== Problem to solve ==
Go through the entries below. Copy out every line that contains "trimmed".

-------- Extracted material --------

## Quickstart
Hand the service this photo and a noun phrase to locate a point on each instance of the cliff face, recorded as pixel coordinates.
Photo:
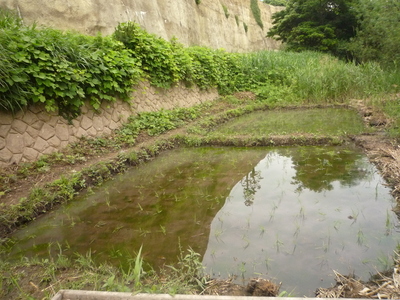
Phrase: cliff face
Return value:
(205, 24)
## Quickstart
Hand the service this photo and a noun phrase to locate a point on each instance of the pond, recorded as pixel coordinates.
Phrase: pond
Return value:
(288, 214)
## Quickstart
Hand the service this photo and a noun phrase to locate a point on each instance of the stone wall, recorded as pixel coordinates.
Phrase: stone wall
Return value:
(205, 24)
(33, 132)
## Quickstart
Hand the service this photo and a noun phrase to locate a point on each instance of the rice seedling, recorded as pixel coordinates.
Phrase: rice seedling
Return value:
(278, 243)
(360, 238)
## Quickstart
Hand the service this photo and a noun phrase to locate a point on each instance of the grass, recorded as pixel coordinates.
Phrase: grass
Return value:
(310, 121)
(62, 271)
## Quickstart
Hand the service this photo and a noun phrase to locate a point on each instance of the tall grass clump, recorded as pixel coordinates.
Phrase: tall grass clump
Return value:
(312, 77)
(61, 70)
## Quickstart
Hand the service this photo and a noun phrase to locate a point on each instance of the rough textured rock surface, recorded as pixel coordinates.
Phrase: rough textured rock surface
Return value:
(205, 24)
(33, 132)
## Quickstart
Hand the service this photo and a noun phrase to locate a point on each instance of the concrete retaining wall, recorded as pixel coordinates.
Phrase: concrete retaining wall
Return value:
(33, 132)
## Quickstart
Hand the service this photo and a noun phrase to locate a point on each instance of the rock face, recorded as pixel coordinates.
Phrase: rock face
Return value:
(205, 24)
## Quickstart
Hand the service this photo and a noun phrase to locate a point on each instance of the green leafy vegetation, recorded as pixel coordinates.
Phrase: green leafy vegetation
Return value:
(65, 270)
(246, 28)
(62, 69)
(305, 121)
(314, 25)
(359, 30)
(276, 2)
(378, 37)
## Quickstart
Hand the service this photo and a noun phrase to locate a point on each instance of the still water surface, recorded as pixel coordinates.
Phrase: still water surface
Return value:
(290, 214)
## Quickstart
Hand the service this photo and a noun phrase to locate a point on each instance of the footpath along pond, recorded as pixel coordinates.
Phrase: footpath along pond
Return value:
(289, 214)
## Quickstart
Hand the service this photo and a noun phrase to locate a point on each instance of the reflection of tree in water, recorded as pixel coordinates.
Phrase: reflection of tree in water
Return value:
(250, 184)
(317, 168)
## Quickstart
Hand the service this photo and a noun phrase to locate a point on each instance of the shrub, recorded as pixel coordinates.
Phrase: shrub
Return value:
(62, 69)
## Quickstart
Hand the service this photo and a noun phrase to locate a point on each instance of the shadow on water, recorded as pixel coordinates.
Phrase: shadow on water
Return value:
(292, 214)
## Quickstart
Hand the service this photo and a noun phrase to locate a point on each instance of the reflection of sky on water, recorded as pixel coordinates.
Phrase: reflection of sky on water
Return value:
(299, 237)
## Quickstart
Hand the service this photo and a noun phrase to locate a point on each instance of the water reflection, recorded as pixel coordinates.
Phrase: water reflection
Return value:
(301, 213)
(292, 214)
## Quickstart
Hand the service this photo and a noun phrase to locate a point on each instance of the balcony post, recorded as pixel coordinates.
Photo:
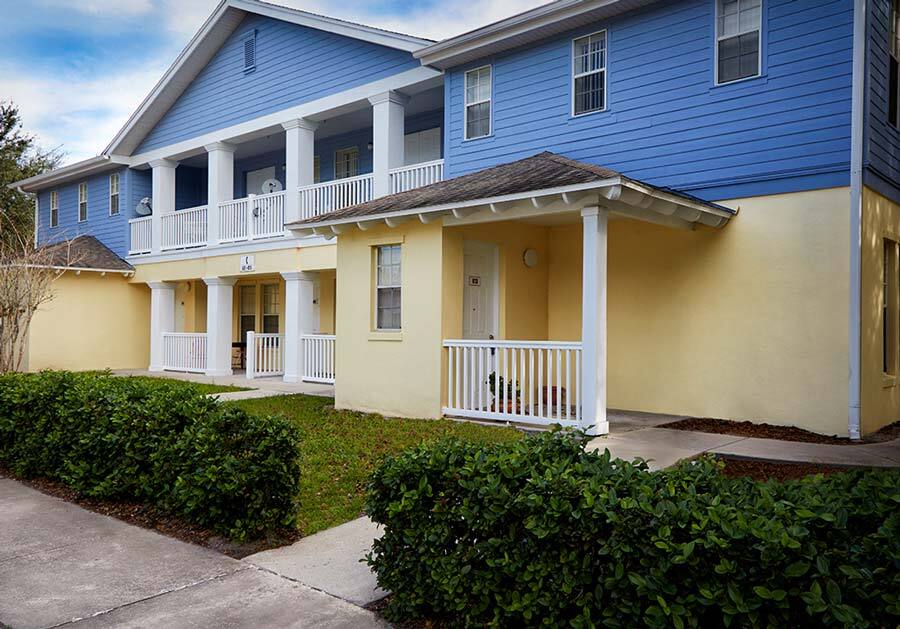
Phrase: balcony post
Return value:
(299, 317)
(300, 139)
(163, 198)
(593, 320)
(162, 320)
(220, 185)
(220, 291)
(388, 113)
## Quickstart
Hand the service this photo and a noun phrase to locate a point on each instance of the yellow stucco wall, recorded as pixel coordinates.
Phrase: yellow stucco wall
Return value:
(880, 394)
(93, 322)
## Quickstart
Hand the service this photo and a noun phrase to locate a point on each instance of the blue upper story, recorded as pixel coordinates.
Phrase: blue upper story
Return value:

--------
-------- Extracted material --------

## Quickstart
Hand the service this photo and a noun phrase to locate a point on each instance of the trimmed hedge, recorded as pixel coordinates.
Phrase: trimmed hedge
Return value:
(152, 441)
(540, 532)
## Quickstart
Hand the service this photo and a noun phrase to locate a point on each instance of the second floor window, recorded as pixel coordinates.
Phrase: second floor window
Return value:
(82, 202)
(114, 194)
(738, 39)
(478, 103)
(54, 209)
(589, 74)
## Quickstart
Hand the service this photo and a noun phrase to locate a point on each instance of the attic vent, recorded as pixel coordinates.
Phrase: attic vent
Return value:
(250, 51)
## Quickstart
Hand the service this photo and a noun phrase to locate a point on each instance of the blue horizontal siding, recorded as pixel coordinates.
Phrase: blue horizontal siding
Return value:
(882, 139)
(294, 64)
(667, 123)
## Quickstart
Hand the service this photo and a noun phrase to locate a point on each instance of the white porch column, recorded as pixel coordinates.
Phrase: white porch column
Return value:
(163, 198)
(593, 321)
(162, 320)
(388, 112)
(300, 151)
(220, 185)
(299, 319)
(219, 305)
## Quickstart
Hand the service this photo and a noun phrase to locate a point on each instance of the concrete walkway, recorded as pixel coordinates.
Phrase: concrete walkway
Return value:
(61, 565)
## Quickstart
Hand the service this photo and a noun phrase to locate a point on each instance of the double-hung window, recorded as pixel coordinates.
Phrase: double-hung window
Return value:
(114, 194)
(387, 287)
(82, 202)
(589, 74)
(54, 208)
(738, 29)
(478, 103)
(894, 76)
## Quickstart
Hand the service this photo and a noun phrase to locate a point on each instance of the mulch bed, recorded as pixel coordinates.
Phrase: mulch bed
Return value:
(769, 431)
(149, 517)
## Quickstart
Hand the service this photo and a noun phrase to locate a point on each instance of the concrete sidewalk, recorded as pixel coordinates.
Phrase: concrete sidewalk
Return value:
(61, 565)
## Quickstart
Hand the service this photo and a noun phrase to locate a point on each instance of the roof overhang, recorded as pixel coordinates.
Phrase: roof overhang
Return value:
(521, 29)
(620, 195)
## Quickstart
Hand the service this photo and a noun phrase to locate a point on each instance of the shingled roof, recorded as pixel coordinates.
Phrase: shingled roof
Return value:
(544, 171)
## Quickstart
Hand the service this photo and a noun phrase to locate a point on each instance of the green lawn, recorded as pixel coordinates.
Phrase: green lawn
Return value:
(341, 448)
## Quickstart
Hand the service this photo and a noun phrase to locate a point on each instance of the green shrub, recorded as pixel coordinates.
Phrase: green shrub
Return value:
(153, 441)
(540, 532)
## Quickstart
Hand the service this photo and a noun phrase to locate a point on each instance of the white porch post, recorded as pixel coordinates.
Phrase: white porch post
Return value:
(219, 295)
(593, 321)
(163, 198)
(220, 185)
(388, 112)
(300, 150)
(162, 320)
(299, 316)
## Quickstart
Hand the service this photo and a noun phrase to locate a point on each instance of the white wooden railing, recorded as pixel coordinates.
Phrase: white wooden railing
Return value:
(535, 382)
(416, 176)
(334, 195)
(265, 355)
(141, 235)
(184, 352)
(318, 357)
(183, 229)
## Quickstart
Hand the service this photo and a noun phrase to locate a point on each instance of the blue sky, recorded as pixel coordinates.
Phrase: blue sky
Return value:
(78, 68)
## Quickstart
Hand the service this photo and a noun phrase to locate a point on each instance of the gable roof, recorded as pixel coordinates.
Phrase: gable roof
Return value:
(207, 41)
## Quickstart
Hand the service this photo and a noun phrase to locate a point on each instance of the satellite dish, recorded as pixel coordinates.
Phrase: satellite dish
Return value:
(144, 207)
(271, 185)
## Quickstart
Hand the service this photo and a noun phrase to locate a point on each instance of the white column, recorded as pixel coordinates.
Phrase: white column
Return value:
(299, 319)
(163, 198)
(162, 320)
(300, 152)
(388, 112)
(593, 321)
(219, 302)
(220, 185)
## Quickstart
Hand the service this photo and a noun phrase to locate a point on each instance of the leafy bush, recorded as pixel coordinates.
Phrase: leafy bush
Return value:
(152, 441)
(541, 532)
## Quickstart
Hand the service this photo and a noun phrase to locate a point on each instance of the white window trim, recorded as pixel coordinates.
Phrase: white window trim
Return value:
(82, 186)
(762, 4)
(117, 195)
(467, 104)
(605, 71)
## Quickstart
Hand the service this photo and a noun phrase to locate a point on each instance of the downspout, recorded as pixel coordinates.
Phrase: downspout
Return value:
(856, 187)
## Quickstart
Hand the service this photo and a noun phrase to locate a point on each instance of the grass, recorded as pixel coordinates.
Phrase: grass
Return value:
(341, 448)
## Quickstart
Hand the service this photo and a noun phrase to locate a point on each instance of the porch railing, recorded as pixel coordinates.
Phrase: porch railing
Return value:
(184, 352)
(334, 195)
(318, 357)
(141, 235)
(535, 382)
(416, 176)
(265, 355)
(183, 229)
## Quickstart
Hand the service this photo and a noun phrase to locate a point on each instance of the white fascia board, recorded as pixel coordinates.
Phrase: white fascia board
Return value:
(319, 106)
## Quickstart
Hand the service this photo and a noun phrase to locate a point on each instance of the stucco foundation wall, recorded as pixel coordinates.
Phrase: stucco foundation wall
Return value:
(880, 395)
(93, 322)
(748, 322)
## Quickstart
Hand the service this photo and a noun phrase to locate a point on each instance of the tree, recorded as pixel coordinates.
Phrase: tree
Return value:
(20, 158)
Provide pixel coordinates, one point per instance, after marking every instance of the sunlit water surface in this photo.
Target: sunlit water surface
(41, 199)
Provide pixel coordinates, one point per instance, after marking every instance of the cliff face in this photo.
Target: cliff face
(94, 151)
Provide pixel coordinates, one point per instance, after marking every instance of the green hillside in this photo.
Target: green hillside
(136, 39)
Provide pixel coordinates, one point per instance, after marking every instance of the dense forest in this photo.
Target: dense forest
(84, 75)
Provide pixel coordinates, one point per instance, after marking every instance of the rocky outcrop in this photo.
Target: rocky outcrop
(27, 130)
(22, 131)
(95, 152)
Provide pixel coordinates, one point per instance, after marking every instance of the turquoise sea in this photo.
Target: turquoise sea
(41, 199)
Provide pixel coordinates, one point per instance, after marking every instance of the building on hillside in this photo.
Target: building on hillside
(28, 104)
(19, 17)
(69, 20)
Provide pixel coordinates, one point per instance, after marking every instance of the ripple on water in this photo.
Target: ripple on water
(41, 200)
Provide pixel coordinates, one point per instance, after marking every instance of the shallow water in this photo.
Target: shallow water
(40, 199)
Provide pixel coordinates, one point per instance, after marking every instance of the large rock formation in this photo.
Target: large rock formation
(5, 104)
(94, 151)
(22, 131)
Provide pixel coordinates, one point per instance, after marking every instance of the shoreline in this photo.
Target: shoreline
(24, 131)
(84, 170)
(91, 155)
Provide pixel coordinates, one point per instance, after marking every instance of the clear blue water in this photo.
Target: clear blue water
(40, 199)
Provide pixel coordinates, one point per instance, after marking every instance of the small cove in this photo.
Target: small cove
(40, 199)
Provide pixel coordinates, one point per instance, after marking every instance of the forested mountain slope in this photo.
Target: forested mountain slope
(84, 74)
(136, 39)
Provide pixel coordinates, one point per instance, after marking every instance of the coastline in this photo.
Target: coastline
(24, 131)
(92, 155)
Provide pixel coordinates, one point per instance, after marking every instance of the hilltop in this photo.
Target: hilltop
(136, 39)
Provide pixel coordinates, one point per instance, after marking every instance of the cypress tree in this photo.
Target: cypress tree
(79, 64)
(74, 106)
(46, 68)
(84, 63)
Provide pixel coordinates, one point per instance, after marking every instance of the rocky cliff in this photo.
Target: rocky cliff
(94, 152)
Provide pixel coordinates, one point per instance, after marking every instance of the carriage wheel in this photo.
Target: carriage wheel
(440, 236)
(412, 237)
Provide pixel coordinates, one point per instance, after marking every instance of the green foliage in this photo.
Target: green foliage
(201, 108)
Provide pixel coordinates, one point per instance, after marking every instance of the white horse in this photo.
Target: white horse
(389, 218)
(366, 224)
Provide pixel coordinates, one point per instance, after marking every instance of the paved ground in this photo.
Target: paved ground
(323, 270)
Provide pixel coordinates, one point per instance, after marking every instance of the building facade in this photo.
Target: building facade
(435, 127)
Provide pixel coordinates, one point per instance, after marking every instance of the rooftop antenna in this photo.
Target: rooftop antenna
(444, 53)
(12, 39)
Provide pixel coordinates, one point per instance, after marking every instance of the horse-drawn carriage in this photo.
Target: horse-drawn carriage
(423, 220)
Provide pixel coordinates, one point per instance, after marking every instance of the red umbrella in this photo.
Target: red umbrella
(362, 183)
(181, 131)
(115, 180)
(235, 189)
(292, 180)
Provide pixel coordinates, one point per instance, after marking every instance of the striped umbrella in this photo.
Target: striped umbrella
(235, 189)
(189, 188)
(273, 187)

--------
-------- Extracted material --------

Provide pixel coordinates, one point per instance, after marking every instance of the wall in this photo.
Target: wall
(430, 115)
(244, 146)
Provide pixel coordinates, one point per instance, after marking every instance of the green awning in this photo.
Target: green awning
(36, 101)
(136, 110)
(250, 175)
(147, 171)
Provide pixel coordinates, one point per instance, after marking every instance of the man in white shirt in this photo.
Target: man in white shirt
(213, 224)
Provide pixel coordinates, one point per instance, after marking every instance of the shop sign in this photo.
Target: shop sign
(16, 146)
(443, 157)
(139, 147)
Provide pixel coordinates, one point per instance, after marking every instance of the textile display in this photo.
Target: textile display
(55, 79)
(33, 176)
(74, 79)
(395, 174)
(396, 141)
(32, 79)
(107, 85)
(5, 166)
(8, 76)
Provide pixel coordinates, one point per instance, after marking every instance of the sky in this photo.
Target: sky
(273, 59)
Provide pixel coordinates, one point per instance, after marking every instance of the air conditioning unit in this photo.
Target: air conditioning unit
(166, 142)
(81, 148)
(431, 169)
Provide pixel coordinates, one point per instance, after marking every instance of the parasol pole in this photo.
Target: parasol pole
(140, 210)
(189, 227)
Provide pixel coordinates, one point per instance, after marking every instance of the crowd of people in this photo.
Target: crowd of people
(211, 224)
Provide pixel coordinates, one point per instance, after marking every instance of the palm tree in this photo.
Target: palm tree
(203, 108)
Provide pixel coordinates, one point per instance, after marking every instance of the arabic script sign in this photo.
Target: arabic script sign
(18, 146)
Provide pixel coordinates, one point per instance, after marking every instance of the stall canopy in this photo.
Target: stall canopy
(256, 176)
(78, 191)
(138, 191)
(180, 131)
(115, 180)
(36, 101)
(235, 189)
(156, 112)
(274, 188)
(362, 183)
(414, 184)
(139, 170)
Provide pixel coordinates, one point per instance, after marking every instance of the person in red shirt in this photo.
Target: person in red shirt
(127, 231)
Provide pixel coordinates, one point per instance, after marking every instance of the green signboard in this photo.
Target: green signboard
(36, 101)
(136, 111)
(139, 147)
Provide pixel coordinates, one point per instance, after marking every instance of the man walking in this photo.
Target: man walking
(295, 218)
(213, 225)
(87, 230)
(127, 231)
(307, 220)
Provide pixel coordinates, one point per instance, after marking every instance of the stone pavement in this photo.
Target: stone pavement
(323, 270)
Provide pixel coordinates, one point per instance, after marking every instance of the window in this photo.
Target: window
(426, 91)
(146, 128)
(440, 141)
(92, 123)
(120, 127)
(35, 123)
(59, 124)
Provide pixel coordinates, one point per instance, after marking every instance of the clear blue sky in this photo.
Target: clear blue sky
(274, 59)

--------

== Result for this task ==
Hand the service this photo and a noun phrase to locate a point on each instance of the trimmed hedge, recorded as pixel coordinates.
Phrase: trimmed hedge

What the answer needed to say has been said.